__DOCUMENT EXCERPT__.
^^^^
So, as of October 1st, next week, anyone in those groups that hasn’t had at least one dose will be on furlough and stuck at home.  And, by October 15th, they will stop being paid.   Hesitant or not, I expect that not getting paid will be a big motivator.

And, speaking of personal liberties, curfews are now in place and beaches are closed except from 05:00 to noon every day.   Additionally, pleasure boating is banned on both Antigua and Barbuda.  No more clandestine trips to the beach for partying.

The goal of this program is to reach herd immunity by November and the only thing that really stands in the way at this time will be if officials back down.

I understand that there are even some highly placed government workers that are resisting this mandate and it will be interesting to see how things unfold.

“So, what about the rally?  How’s that going Bob?”

Thanks for asking.  The rally is going really well with more applications nearly every day.   As of a week ago we were running pretty well, well ahead of last year at this time.   We had a Zoom briefing to talk about all this and I was astounded that nearly 225 signed up to hear what we had to say.   Our record arrivals in Antigua was about 55 boats and I expect that we will easily beat that number this season.

So, from now until the week before the rally departs on November 1st we will be having weekly briefings for anyone who is signed up and paid on Fridays.   I expect that they will be well attended.   And, once we are in Hampton we will have daily briefings, again via Zoom to keep everyone up to date on plans and to keep an eye on weather for the passage.

One big question about the coming season will be how easy, or hard, it will be to travel from one island to the next as that inevitably means clearing in and out of yet another country.  In particular, France and the French islands have been cracking down very hard and the islands are basically closed to cruisers.

However, like Antigua, France is taking a very hard line with their “refuseniks”, with furloughs, banning the unvaccinated from restaurants and even outside dining.  Not unexpected, when these restrictions went into place, the vaccination rates went up overnight.

Getting many that are hesitant about “taking the jab” to go for it is often as simple as saying, sorry, you can’t visit your favorite café or bar unless you are up to date on your shots.   Simple yes and it seems to work.

Well, not so simple in the US, the land of liberty, where everyone feels that they can do what they want, when they want and to whom they want.   So much for social responsibility.

Fortunately, keeping everyone safe in the rally will be at least a bit easier as anyone who participates must show proof of vaccination in order to join the ra;ly or the fun in Hampton, our point of departure.  Heck, unless you are vaccinated and show proof of a negative PCR virus test,  there is no visiting Antigua anyway. Simple…

And speaking of “mandates” I have had a few uncomfortable discussions with those who want to do the rally and yet refused the shots, but the overwhelming reaction has been very positive.
^^^^
__EXTRACTED RECORDS__.
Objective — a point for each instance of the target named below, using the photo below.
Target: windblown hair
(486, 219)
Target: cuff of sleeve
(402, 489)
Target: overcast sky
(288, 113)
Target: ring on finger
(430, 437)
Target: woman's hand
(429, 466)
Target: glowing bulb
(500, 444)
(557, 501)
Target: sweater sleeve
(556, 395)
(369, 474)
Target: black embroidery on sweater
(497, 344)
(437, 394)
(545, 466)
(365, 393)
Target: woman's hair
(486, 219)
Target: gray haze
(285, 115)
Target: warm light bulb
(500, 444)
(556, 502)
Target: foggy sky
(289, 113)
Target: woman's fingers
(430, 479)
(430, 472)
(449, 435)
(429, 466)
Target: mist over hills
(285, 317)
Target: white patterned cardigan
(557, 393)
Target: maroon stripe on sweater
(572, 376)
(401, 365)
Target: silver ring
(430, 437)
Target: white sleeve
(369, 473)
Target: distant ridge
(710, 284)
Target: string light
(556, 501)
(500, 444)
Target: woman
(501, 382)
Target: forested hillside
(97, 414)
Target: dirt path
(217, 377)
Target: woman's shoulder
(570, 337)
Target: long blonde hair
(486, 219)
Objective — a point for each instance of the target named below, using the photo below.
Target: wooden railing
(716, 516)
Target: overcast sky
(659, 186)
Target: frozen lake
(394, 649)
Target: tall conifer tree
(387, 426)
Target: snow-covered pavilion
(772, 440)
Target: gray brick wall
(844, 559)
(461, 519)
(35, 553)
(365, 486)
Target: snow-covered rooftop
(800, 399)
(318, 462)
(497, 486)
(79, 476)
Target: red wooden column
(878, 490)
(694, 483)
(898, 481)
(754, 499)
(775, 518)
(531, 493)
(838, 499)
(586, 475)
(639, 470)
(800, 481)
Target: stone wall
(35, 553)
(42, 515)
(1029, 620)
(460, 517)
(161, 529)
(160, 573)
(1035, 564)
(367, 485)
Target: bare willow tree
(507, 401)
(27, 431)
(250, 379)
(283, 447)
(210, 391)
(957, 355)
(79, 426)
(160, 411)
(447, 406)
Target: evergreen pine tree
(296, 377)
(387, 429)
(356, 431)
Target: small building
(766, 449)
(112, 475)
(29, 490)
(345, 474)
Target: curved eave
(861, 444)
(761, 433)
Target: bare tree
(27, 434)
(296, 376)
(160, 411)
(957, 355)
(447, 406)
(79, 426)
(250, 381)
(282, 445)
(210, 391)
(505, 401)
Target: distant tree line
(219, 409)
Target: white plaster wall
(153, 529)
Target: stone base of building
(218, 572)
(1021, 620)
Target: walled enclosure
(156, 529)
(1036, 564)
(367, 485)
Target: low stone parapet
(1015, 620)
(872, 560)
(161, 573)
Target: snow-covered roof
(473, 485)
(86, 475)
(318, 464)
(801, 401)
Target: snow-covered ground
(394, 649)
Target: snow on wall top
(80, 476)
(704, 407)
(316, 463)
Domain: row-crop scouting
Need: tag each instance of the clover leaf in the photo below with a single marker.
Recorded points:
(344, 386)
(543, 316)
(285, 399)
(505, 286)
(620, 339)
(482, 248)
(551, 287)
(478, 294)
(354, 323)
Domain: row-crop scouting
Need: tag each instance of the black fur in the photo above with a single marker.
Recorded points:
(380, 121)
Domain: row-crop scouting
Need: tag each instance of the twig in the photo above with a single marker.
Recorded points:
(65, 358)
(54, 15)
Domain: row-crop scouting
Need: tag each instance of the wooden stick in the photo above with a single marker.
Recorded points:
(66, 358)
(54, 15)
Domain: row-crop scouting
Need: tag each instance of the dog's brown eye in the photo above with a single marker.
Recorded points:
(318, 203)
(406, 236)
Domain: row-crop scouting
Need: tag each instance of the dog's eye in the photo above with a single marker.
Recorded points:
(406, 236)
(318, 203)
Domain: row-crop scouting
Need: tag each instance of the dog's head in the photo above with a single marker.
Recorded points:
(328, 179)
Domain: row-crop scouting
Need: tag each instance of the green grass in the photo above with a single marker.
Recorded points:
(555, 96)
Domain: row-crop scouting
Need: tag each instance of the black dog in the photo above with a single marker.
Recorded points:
^^^^
According to the excerpt on Antigua's pandemic rules and the rally, during what hours are the beaches open each day?

__ANSWER FOR THE TASK__. From 05:00 to noon.